* Begin Recorded information *

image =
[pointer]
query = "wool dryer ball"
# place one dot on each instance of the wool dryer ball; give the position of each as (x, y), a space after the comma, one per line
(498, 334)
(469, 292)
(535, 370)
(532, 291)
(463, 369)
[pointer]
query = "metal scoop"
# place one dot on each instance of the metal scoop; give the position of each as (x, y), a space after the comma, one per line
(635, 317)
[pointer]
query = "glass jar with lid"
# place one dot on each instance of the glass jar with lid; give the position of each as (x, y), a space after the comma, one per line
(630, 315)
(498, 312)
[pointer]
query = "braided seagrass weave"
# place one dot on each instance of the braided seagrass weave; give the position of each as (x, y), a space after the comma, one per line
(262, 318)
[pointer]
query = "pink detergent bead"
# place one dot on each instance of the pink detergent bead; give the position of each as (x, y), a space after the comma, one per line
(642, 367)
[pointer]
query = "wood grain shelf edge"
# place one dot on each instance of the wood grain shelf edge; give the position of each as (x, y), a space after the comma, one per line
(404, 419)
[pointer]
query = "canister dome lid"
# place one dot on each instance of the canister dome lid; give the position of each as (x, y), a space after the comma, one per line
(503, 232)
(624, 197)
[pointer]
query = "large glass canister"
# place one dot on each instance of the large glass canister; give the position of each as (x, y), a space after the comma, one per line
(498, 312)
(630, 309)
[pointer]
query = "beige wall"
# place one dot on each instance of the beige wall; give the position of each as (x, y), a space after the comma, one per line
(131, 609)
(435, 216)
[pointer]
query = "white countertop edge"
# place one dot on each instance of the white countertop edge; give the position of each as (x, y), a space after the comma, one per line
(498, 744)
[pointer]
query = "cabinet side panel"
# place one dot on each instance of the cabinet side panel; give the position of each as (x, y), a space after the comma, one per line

* End Recorded information *

§ **Given request**:
List every line in the entries above that contains the word "query". Case counts.

§ **Completed exercise**:
query = "wool dryer ball"
query = "metal scoop"
query = "glass jar with lid"
query = "braided seagrass weave"
query = "pink detergent bead"
query = "wood grain shelf edge"
query = "canister dome lid"
query = "large glass canister"
query = "beige wall"
query = "white countertop edge"
query = "cabinet side panel"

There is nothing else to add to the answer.